### 課題 1
本文によると、「播州葡萄園」のブドウ畑の面積は何ヘクタールでしたか。

### 本文
# # # #

地元神戸にあるのは、市営の神戸ワイナリー(一般財団法人みのり公社/40ヘクタール)だ。しかし、昨今の日本ワインブーム、もしかするとほかにもワイナリーがあるのではないかと調べてみたら、神戸ワイナリーの至近距離に「播州葡萄園」というワイナリーが「あった」という情報にたどり着いた。

日本初の官営ワイナリー
忘れられた8年間の試み

「播州葡萄園」は1880年(明治13)に明治政府が兵庫県加古郡印南新村(現、加古郡稲美町)に開設した日本初の官営ワイナリーだった。ちなみに、日本初の民間ワイナリーは、1877年創業の大日本山梨葡萄酒会社だ。

「播州葡萄園」では、30ヘクタールのブドウ畑に、ヴィティス・ヴィニフェラ種を中心とする約60品種、19万本以上のブドウ樹が垣根式で栽培され、ワイン醸造、ブランデー蒸留設備が整っていた。設立の目的は、ヨーロッパ品種の中から日本の気候や風土に適応する品種を見つけ、新しい産業としての可能性を探ることだった。

当時、日本のおもな農産物は米だったが、不作年も多く、飢饉も発生していた。明治政府は、欧州ではブドウが農作物の栽培に不適当と思われるような土地でも栽培され、地域産業となっていること、とくにフランスがワインの輸出で成功していることを知り、日本の中山間地域をブドウ栽培に活用できないだろうかと考えたのである。

政府は1872年(明治5)に内藤新宿試験場(後の新宿御苑)を、74年に三田育種場を開設し、約100品種を試験栽培した。しかし、当時の関東は寒冷湿潤で収穫は困難を極め、温暖な関西への移転案が浮上した。

# # # #

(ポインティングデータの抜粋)
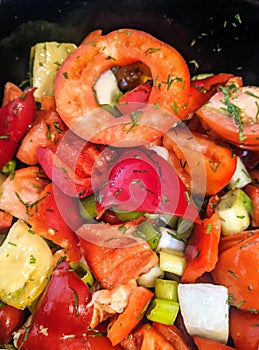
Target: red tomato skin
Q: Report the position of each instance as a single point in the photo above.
(47, 216)
(237, 269)
(17, 116)
(244, 329)
(101, 343)
(8, 150)
(202, 249)
(62, 312)
(11, 319)
(143, 181)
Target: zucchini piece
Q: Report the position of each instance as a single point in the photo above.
(27, 265)
(45, 60)
(240, 177)
(234, 209)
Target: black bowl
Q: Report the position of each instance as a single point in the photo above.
(213, 36)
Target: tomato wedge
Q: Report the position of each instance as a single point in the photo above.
(237, 269)
(202, 249)
(203, 164)
(47, 221)
(233, 114)
(63, 316)
(141, 180)
(121, 326)
(113, 254)
(75, 96)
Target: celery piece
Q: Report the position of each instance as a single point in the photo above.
(172, 261)
(45, 60)
(162, 311)
(234, 209)
(147, 232)
(83, 272)
(87, 207)
(184, 229)
(166, 289)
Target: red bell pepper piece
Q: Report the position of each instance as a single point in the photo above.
(16, 118)
(62, 317)
(202, 249)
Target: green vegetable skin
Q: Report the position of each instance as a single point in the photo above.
(45, 60)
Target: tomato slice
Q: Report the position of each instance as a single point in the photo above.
(120, 327)
(205, 166)
(17, 116)
(47, 131)
(202, 249)
(232, 114)
(76, 100)
(63, 316)
(141, 180)
(146, 337)
(47, 220)
(236, 269)
(253, 193)
(244, 329)
(113, 255)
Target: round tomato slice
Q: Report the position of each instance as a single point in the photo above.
(75, 98)
(233, 114)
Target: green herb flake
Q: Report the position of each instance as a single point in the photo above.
(151, 50)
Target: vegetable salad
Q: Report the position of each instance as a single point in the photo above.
(129, 201)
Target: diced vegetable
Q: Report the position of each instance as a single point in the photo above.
(205, 310)
(106, 89)
(166, 289)
(240, 177)
(45, 60)
(170, 240)
(28, 264)
(234, 208)
(163, 311)
(172, 261)
(121, 326)
(147, 231)
(148, 279)
(202, 249)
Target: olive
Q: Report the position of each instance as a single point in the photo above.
(132, 75)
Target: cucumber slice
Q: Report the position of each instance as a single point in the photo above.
(45, 60)
(234, 209)
(27, 265)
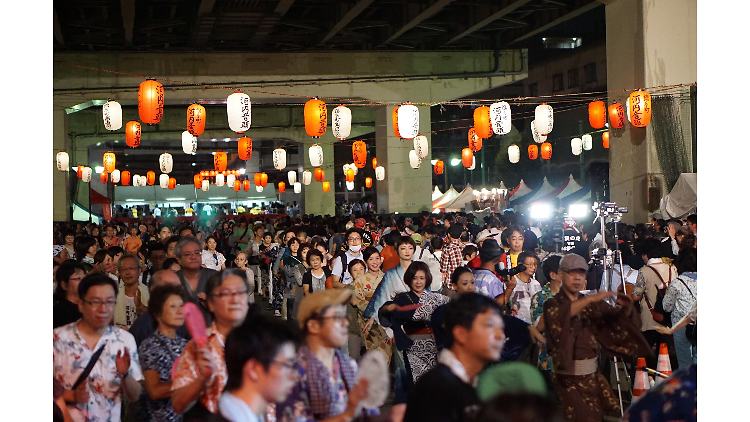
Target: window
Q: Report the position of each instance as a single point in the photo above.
(589, 73)
(573, 78)
(557, 84)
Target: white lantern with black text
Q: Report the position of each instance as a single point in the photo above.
(238, 111)
(112, 114)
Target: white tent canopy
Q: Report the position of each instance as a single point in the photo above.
(682, 199)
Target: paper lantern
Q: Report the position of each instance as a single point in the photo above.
(587, 142)
(238, 111)
(546, 151)
(133, 134)
(639, 108)
(220, 161)
(196, 119)
(414, 160)
(316, 118)
(279, 159)
(150, 102)
(63, 161)
(482, 122)
(380, 173)
(112, 115)
(475, 142)
(597, 114)
(466, 155)
(189, 143)
(408, 121)
(500, 117)
(533, 152)
(341, 122)
(616, 116)
(245, 148)
(544, 118)
(514, 154)
(576, 146)
(538, 137)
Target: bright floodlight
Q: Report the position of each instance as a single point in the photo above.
(541, 211)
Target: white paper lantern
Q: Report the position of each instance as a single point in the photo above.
(164, 180)
(500, 117)
(189, 143)
(514, 153)
(63, 161)
(380, 173)
(316, 155)
(165, 163)
(544, 118)
(576, 146)
(414, 160)
(587, 142)
(112, 114)
(341, 122)
(538, 137)
(86, 174)
(238, 111)
(420, 146)
(408, 121)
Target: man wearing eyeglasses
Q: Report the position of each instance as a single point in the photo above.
(109, 350)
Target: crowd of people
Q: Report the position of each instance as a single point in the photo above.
(478, 320)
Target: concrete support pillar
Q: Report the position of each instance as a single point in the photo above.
(404, 189)
(648, 44)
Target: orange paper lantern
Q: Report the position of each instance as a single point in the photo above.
(467, 158)
(108, 161)
(196, 119)
(616, 115)
(546, 151)
(133, 134)
(316, 118)
(151, 102)
(533, 152)
(482, 122)
(245, 148)
(597, 114)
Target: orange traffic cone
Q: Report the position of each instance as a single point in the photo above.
(641, 379)
(663, 365)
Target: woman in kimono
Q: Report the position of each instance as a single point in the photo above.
(409, 316)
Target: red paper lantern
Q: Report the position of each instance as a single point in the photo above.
(245, 148)
(151, 102)
(533, 152)
(597, 114)
(196, 119)
(133, 134)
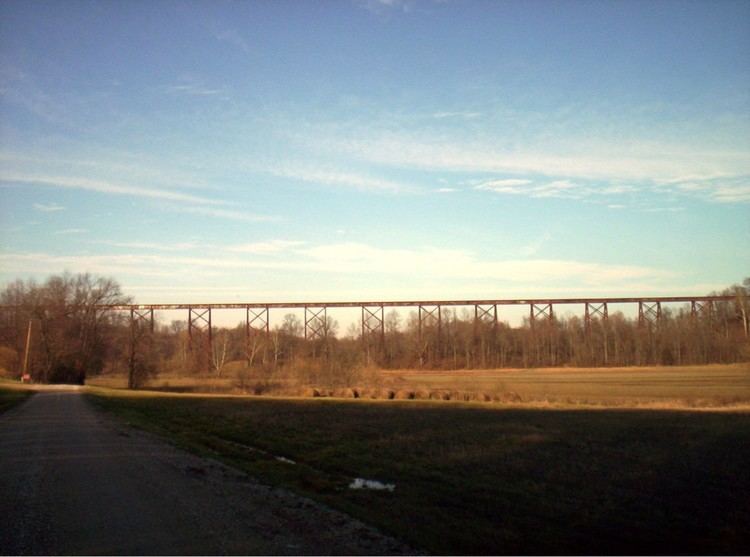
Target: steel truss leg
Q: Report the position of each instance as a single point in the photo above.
(141, 327)
(540, 311)
(373, 321)
(316, 323)
(256, 331)
(199, 327)
(649, 313)
(594, 311)
(700, 309)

# # # #

### 課題 2
記録のうち、「Target: orange paper lantern」を含む行から記録の末尾までを、両端も含めてそのまま書き写してください。画像は回答に入れないでください。

### 正答 1
30ヘクタールです。

### 正答 2
Target: orange paper lantern
Q: Report the position of each instance as a single point in the photo above.
(467, 158)
(108, 161)
(196, 119)
(616, 115)
(546, 151)
(133, 134)
(316, 118)
(151, 102)
(533, 152)
(482, 122)
(245, 148)
(597, 114)
Target: orange traffic cone
Q: Report the position of each instance as a single point in the photo above.
(641, 379)
(663, 365)
Target: woman in kimono
Q: Report the position of each instance as a single point in the photo above.
(409, 316)
Target: red paper lantern
Q: Report the position of each instance as a single point in the photo above.
(245, 148)
(151, 102)
(533, 152)
(597, 114)
(196, 119)
(133, 134)
Target: steel truss leg
Q: Report the position of each instance as a single point in the photo above.
(141, 327)
(540, 311)
(373, 321)
(316, 323)
(256, 331)
(199, 327)
(649, 313)
(594, 311)
(700, 309)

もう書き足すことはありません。